Activity
The answer must be a single number: the count of lines below that contain the string "couch".

Information given
^^^^
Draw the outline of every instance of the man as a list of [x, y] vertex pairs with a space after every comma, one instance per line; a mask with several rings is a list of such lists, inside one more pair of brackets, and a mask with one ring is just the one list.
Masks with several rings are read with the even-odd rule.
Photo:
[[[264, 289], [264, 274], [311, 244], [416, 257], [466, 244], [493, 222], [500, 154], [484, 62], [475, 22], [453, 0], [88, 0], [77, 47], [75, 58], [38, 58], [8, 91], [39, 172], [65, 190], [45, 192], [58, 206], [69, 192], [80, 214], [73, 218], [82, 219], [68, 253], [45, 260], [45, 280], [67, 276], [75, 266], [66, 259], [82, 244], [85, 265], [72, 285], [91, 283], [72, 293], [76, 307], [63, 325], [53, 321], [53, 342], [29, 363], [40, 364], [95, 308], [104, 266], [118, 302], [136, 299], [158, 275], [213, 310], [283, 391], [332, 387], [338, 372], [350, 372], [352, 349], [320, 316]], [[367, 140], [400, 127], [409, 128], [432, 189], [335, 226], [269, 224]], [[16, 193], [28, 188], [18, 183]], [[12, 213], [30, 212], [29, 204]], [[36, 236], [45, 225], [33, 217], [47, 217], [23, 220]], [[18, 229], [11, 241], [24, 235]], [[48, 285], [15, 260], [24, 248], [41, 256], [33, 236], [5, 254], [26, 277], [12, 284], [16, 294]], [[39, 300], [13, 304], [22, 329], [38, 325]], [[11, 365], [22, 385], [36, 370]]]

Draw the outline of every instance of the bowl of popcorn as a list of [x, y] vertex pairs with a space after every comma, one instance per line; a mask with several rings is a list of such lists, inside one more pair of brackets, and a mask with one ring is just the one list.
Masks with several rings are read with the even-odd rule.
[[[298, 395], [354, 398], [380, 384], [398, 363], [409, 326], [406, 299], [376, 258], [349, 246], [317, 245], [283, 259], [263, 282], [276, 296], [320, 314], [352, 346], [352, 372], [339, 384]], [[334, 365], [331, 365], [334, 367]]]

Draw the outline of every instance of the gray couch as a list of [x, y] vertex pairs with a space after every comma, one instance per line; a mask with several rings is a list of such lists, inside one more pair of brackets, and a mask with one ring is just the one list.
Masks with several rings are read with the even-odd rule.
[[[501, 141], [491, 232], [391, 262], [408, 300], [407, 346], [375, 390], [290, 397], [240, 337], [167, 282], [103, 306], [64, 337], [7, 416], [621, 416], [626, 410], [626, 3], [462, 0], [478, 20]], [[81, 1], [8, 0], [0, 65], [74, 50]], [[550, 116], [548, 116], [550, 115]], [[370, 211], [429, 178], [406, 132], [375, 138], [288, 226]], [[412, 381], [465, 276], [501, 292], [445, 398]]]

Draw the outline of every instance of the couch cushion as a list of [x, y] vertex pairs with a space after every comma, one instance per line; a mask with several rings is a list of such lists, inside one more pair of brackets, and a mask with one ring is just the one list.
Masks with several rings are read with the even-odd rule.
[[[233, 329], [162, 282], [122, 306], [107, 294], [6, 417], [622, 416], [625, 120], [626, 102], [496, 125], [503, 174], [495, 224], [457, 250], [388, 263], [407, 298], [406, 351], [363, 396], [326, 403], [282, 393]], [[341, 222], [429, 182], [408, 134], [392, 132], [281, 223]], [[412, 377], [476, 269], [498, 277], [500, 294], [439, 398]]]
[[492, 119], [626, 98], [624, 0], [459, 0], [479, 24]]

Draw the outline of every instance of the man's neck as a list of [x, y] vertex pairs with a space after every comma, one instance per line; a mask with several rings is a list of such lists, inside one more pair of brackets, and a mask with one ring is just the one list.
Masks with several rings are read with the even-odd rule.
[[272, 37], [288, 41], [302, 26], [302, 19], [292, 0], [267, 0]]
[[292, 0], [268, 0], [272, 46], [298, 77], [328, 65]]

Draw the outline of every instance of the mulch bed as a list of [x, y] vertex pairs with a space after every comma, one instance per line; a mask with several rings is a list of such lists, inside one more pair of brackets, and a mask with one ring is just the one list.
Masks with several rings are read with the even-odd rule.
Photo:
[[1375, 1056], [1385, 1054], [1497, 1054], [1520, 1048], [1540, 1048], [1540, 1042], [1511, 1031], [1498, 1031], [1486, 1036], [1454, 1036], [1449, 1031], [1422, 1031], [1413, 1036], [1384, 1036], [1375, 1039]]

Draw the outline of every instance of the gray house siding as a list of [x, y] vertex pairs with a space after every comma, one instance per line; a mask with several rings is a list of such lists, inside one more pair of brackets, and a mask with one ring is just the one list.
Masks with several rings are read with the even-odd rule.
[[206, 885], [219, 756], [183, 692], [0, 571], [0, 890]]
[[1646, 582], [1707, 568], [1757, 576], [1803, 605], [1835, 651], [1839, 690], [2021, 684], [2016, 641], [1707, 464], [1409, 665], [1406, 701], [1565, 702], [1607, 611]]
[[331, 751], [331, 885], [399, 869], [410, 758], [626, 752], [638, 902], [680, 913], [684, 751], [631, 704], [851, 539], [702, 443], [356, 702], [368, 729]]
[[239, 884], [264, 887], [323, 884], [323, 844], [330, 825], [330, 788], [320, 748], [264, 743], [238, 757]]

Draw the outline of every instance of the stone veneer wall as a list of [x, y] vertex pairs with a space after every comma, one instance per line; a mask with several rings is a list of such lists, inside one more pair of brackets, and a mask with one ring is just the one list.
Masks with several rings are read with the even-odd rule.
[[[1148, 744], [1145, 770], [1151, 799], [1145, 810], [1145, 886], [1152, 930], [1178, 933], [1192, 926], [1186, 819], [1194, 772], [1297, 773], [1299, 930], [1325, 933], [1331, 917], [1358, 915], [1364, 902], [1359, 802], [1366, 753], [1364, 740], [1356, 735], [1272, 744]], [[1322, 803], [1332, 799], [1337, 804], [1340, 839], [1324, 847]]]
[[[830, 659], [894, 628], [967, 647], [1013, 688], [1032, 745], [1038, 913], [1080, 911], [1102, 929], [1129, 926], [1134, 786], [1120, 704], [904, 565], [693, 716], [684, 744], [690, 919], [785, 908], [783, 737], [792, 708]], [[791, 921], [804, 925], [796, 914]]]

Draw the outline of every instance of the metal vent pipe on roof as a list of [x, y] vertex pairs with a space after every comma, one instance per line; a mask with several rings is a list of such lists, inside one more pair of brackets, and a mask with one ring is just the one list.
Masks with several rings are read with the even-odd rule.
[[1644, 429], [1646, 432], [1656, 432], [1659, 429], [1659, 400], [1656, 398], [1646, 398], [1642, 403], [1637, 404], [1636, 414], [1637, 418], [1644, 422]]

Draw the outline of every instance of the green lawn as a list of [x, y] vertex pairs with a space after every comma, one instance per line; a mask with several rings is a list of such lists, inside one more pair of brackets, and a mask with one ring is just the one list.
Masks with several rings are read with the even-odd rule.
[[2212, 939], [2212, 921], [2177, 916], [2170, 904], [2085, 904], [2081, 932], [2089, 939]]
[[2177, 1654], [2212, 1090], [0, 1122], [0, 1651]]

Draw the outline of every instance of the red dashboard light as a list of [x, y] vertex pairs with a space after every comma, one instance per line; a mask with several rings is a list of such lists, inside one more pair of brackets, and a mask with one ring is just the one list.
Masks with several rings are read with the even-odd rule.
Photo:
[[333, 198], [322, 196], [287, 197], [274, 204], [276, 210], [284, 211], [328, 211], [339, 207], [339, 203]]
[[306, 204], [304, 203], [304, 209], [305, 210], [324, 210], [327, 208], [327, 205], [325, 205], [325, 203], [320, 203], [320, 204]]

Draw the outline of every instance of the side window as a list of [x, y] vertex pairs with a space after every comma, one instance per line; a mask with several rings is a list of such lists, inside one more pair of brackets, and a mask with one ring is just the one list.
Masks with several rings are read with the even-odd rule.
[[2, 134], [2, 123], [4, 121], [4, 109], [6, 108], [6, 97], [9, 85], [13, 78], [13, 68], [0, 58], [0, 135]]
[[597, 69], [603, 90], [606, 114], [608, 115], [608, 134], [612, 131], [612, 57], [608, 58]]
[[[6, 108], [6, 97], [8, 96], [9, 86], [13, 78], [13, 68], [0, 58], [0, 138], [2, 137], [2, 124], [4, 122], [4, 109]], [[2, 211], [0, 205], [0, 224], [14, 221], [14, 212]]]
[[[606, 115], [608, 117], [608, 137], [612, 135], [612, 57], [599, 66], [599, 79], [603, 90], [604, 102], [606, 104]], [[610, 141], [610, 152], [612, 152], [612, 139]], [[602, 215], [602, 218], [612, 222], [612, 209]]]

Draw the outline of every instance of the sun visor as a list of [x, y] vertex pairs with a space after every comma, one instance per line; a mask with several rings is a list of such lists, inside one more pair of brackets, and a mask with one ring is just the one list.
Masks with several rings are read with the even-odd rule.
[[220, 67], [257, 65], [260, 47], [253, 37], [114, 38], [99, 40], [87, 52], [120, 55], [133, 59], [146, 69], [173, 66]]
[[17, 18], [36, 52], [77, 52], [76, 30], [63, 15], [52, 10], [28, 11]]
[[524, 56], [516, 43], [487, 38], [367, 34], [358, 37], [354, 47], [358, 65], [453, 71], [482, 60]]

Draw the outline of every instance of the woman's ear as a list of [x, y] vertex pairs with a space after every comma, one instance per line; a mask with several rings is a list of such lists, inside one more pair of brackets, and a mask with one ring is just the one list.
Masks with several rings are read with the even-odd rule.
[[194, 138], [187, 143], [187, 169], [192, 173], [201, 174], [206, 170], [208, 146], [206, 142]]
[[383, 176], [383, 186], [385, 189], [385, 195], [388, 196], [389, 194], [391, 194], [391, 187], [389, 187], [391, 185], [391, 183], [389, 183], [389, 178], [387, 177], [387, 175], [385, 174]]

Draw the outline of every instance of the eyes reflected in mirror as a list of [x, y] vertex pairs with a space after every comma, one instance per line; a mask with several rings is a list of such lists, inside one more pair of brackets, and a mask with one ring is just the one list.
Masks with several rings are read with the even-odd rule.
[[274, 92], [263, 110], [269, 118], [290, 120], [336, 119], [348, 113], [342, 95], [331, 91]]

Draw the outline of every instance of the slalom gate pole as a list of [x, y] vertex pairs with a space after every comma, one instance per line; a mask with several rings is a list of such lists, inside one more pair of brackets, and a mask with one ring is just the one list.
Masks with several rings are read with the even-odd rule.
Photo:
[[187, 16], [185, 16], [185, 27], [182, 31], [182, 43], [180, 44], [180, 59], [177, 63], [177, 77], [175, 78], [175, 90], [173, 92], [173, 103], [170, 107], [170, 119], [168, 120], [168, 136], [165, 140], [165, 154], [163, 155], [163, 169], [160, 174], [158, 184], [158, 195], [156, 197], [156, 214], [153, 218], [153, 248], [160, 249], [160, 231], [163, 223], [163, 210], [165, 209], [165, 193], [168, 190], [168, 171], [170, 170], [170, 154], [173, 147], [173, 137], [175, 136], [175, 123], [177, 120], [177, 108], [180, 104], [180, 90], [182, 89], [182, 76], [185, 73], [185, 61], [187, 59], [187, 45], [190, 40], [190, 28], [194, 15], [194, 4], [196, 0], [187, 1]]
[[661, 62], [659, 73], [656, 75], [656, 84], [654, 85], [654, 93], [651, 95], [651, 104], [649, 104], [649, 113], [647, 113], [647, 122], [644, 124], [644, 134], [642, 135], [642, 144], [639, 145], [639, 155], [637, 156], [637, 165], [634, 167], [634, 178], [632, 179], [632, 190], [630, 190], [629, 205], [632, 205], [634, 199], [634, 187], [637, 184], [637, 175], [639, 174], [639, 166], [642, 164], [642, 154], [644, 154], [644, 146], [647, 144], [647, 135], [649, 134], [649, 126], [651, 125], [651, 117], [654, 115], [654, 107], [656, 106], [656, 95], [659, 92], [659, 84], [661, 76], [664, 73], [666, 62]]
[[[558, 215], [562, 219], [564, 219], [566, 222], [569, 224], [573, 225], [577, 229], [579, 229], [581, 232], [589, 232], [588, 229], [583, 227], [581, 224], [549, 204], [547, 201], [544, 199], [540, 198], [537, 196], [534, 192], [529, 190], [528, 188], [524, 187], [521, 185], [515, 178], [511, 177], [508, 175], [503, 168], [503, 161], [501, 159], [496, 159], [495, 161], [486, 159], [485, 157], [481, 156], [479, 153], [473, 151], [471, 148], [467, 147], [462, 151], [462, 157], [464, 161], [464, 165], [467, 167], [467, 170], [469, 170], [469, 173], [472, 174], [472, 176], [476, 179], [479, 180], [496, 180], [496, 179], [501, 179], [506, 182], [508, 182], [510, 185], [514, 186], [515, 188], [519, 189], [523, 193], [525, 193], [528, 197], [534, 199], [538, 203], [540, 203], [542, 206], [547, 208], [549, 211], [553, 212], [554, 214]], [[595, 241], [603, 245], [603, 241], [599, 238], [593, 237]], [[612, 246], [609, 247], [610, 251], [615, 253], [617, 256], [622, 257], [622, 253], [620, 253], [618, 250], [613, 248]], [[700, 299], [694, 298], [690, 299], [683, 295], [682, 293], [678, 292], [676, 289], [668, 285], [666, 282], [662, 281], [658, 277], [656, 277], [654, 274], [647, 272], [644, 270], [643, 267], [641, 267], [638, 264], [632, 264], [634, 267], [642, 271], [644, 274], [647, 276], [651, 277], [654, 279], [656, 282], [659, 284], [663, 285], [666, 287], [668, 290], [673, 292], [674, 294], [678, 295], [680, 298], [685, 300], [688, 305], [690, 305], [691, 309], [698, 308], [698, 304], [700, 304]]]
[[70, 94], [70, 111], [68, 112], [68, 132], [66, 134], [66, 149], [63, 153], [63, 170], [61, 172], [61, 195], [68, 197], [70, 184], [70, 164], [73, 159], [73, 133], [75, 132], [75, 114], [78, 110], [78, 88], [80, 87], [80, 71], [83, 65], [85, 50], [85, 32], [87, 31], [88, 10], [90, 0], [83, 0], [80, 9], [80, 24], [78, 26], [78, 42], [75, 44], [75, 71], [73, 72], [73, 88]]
^^^^
Answer for this exercise
2